ENTRIES SHOWN:
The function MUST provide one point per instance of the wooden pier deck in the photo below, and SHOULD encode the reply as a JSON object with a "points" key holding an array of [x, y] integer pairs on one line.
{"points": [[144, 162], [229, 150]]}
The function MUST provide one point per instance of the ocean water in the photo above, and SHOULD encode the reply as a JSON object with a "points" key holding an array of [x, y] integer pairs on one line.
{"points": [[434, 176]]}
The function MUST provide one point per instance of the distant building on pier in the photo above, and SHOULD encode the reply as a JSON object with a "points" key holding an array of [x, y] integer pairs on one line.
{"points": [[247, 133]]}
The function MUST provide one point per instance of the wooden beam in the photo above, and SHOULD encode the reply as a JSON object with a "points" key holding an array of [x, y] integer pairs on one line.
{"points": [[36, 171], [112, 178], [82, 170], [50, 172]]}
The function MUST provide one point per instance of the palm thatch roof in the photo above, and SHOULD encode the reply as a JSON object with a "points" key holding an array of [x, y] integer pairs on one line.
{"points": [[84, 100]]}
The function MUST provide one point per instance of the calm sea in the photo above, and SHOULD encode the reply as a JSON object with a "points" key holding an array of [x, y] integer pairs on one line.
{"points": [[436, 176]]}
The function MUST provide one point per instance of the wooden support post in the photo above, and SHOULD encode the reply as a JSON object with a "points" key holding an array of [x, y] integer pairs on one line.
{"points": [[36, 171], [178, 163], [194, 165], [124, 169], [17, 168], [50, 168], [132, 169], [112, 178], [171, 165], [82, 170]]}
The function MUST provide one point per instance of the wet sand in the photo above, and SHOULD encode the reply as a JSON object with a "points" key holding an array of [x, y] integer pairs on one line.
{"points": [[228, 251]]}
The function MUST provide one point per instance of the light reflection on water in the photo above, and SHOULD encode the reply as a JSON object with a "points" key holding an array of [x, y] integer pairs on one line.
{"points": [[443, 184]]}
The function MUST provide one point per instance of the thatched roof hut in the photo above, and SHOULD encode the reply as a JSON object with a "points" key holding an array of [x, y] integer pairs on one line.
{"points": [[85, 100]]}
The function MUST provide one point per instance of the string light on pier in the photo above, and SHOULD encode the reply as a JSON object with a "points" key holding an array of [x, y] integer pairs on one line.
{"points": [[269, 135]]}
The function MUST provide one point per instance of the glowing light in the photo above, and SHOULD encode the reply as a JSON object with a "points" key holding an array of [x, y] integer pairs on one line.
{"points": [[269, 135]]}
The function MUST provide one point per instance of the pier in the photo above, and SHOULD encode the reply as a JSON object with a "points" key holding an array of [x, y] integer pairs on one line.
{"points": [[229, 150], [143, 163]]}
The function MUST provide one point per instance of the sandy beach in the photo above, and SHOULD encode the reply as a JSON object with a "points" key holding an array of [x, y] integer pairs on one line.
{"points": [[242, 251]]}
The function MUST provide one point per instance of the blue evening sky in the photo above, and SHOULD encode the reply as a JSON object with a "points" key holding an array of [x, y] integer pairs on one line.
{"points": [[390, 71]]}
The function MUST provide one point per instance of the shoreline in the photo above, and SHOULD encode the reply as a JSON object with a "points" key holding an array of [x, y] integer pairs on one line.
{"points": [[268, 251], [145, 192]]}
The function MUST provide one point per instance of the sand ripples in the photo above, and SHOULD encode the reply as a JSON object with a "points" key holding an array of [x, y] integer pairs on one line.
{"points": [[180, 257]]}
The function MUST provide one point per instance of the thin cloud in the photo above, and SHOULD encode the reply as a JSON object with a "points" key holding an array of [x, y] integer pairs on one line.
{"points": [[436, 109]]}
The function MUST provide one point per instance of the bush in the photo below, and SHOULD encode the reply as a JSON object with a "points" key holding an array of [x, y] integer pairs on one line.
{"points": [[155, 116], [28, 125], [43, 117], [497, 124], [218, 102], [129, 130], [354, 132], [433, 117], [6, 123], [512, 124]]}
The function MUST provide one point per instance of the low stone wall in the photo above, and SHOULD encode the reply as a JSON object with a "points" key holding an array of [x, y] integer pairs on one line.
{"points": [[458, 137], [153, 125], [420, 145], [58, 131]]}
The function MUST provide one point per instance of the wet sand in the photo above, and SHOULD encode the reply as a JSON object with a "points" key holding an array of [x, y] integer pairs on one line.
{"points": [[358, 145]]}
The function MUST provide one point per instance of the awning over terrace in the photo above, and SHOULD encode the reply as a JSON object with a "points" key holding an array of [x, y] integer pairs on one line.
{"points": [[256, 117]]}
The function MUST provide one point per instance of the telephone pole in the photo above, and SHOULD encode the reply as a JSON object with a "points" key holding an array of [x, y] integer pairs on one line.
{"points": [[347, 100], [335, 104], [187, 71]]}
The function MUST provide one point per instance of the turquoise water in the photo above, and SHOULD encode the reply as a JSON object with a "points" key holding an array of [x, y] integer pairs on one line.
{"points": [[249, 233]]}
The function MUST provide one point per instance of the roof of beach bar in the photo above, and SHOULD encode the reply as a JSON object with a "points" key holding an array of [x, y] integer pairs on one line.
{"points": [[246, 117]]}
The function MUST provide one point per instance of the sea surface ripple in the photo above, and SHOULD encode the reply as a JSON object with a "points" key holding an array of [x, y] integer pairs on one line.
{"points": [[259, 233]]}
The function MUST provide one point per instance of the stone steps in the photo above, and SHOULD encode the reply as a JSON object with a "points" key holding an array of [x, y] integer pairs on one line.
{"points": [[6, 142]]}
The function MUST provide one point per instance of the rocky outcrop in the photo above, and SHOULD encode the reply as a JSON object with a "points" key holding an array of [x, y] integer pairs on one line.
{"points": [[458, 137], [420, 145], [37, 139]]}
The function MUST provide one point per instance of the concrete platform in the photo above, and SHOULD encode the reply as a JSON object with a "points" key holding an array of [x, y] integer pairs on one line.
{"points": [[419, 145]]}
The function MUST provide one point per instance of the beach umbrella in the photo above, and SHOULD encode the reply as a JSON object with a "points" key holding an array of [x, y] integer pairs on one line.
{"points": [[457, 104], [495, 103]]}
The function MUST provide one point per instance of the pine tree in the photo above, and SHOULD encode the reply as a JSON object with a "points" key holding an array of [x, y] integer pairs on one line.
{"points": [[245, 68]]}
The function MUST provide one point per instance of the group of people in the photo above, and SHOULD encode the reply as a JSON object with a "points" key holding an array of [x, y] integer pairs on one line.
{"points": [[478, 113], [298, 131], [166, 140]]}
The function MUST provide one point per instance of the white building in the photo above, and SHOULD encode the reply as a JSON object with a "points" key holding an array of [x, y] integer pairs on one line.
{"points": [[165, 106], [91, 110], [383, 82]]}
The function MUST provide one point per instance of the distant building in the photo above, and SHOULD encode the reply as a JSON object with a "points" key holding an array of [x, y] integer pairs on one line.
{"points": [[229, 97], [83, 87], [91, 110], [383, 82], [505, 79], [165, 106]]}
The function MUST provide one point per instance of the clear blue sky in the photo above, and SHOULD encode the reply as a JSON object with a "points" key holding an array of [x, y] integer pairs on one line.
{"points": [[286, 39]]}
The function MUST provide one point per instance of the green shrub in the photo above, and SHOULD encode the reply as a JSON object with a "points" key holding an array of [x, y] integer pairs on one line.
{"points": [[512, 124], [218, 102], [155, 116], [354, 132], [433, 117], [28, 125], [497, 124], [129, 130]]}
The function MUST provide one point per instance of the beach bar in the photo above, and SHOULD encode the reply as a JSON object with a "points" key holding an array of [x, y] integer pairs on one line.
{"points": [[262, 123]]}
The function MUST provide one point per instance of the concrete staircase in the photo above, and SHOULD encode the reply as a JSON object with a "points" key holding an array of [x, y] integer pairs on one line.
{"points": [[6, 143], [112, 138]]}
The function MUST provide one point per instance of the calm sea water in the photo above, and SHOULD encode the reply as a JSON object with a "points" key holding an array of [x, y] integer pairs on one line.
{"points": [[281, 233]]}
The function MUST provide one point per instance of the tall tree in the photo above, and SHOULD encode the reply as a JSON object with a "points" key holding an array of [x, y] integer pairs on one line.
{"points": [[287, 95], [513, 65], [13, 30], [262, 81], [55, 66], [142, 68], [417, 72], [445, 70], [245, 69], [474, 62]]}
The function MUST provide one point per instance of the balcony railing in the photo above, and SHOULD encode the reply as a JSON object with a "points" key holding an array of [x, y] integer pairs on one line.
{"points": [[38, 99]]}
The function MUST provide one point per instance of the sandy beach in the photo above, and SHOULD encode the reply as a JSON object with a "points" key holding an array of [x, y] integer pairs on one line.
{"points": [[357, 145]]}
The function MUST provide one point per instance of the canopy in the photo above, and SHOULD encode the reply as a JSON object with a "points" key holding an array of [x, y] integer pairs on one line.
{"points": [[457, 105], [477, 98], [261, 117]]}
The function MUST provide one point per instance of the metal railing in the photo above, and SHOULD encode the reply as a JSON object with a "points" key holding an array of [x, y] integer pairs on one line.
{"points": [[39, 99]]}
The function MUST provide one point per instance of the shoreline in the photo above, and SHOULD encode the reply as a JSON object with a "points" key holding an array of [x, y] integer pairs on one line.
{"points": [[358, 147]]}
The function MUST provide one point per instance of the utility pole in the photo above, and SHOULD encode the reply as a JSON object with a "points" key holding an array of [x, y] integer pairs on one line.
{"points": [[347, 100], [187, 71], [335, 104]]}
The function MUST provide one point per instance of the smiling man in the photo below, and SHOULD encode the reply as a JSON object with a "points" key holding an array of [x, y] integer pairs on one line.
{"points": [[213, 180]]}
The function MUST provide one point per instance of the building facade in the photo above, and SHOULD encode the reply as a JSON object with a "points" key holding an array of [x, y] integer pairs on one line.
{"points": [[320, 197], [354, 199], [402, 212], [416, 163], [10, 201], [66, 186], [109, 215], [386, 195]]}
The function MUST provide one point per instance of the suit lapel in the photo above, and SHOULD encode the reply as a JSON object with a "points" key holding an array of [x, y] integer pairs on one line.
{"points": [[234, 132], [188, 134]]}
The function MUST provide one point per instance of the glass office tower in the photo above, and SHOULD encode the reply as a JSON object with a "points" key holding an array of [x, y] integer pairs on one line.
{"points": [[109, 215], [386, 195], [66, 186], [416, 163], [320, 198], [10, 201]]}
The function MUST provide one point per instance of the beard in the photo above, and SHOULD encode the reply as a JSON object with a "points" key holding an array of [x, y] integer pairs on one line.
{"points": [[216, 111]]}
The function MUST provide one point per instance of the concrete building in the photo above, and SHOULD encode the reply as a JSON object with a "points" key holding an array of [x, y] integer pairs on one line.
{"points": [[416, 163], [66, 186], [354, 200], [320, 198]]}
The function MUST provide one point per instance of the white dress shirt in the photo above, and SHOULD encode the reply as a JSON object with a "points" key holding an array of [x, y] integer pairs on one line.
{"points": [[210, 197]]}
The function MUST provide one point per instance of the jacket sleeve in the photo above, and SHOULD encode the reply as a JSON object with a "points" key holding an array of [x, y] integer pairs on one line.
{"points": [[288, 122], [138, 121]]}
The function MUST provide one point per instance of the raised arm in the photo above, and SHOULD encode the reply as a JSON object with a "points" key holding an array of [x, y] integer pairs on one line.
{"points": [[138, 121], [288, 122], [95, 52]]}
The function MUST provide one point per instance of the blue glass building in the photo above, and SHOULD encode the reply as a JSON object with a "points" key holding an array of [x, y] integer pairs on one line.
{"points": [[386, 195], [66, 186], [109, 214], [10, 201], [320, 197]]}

REQUIRED WORK: Everything from the line with "The function MUST provide one point per instance of the raised" down to the last line of the data above should be returned exactly, with both ends kept and nothing added.

PROBLEM SOLUTION:
The function MUST provide one point per instance of the raised arm in the photo above, and SHOULD encode the reply as a JSON object with a "points" key holding an array of [x, y] integer pairs on one line.
{"points": [[138, 121], [288, 122], [95, 52]]}
The function MUST provide one point per instance of the blue glass building in the photo above, and SHOULD encode the reply as a JSON object with a "points" key holding an array of [x, y] integer pairs on one line.
{"points": [[386, 195], [66, 186], [109, 214], [10, 201], [320, 197]]}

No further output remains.